— WRITTEN TASK —
Beginning with the line containing "Given this image, can you confirm the presence of any bare" and ending with the last line, repeat the records exactly.

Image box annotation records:
## begin

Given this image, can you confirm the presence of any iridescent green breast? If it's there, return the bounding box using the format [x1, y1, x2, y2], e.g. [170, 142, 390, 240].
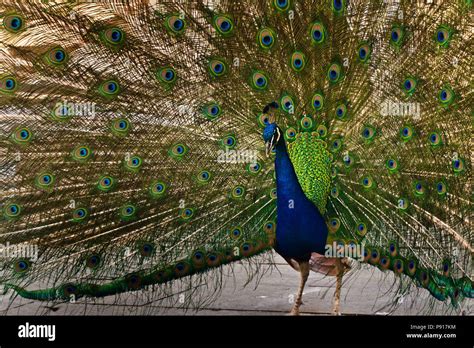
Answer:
[288, 132, 332, 214]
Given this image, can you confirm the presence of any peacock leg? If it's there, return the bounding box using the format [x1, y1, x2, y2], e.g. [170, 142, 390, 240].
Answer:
[332, 258, 344, 315]
[291, 261, 309, 315]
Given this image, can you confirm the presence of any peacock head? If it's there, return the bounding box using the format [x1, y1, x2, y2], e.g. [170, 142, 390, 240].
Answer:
[263, 102, 281, 157]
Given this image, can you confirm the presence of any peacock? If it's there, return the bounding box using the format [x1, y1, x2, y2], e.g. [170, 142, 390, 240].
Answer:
[0, 0, 474, 314]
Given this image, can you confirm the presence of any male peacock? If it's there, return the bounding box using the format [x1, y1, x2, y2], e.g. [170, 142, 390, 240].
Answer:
[0, 0, 474, 314]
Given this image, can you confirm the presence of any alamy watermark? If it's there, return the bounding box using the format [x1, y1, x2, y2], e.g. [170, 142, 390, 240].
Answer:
[217, 149, 258, 163]
[324, 242, 364, 261]
[54, 101, 96, 116]
[380, 100, 420, 118]
[0, 242, 38, 262]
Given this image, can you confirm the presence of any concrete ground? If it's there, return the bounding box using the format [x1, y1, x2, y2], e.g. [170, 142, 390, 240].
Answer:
[0, 251, 474, 315]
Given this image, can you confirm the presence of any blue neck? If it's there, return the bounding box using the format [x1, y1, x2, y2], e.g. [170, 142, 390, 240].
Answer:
[275, 138, 328, 260]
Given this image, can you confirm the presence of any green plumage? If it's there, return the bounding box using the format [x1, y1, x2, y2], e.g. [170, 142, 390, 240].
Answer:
[0, 0, 474, 312]
[288, 132, 332, 214]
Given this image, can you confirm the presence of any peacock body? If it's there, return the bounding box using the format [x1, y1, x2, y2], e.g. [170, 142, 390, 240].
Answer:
[0, 0, 474, 314]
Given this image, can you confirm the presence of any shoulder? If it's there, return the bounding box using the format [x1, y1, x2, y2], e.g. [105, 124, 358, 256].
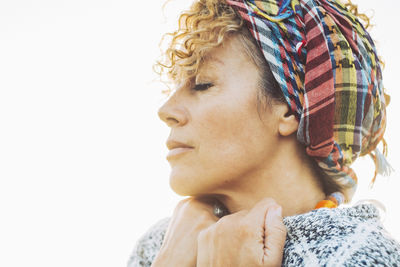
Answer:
[284, 204, 400, 266]
[128, 218, 170, 267]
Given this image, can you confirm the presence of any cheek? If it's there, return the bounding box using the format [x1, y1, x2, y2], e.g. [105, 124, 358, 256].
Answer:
[191, 98, 271, 185]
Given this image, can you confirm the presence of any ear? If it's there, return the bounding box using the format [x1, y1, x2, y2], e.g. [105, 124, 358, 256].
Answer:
[275, 103, 299, 136]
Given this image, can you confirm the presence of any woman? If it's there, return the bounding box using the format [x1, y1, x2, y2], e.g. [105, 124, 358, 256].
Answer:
[129, 0, 400, 266]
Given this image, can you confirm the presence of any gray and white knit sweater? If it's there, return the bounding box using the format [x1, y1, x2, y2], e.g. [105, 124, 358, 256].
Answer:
[128, 204, 400, 267]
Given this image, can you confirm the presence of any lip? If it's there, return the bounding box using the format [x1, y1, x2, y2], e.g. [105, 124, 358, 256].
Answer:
[167, 139, 194, 160]
[167, 139, 193, 150]
[167, 147, 193, 160]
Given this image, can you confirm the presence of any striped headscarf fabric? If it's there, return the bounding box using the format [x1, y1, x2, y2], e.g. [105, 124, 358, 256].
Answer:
[227, 0, 386, 204]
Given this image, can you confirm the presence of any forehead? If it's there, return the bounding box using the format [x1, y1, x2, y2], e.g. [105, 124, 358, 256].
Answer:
[199, 37, 252, 72]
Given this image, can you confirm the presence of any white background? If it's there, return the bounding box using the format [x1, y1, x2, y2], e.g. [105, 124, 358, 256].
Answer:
[0, 0, 400, 267]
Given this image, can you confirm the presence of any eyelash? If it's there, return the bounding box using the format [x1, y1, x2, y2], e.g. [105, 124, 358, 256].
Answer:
[193, 83, 213, 91]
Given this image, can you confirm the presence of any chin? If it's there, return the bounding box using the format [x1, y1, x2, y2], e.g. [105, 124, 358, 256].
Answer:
[169, 170, 212, 196]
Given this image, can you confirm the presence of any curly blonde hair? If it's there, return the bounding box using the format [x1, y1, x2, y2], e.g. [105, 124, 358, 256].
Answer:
[155, 0, 371, 195]
[155, 0, 371, 93]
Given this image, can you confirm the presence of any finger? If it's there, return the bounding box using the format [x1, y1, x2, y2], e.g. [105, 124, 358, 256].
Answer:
[263, 205, 286, 264]
[245, 198, 277, 240]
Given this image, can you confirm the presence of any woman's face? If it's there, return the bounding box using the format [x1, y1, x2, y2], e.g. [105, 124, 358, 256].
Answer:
[159, 38, 278, 196]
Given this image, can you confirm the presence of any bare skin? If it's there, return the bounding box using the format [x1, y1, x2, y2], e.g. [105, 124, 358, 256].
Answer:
[153, 37, 325, 266]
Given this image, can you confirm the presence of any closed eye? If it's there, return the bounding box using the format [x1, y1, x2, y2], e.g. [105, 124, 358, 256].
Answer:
[193, 83, 213, 91]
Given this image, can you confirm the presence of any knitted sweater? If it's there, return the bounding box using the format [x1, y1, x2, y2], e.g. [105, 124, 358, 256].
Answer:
[128, 204, 400, 267]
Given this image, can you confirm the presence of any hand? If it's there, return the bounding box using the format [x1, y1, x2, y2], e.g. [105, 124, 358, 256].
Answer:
[151, 197, 219, 267]
[196, 198, 286, 267]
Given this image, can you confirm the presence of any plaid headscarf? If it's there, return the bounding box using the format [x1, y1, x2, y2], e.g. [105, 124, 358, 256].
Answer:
[227, 0, 386, 204]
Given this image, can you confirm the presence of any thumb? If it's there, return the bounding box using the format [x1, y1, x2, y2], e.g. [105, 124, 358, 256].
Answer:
[263, 205, 286, 266]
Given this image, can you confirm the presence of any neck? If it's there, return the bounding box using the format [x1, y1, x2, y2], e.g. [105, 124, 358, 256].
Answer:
[209, 140, 325, 216]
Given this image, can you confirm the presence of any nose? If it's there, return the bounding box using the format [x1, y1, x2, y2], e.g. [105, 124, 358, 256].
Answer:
[158, 93, 188, 127]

## end

— COMPLETE OUTPUT —
Given this image, can you confirm the presence of any bare skin? If it's there, return the bounding box using the format [x1, y1, x2, y2], e.g. [105, 124, 358, 256].
Answer:
[153, 37, 325, 266]
Given this image, can you confirm the presence of any closed eye? If it's there, return the bounding box using the format [x1, y1, x2, y2], e.g. [105, 124, 358, 256].
Answer:
[193, 83, 213, 91]
Given this image, can you confirm the presence of any knitted sweater? If it's there, return the bounding box using the format [x1, y1, x2, y2], e.g. [105, 124, 358, 256].
Answer:
[128, 204, 400, 267]
Given this image, can you confirm the presence of any hand? If it's there, return the bounding box using the format [x1, y1, x2, y2], e.g. [105, 124, 358, 256].
Answer:
[151, 197, 219, 267]
[196, 198, 286, 267]
Given this image, can you confirm the presence of any plaid headscarf? If it's there, return the bounding box using the format [x1, y1, x2, y2], e.g. [105, 124, 358, 256].
Answer:
[227, 0, 386, 204]
Given this image, can you confirm the presence of any thumb? If it's there, return the bounding box using the format [x1, y1, x2, y2], e.g. [105, 124, 358, 256].
Answer:
[263, 205, 286, 266]
Given this image, can you confirm the presence of any neck? If it's there, return the bounding box using the format [x1, y1, x2, y2], e.g. [105, 124, 358, 256].
Answer:
[209, 140, 325, 216]
Given this image, can you confirm the presence of any nose? If it's there, return the bounding box using the format [x1, y1, x2, y2], e.g. [105, 124, 358, 256].
Answer:
[158, 93, 188, 127]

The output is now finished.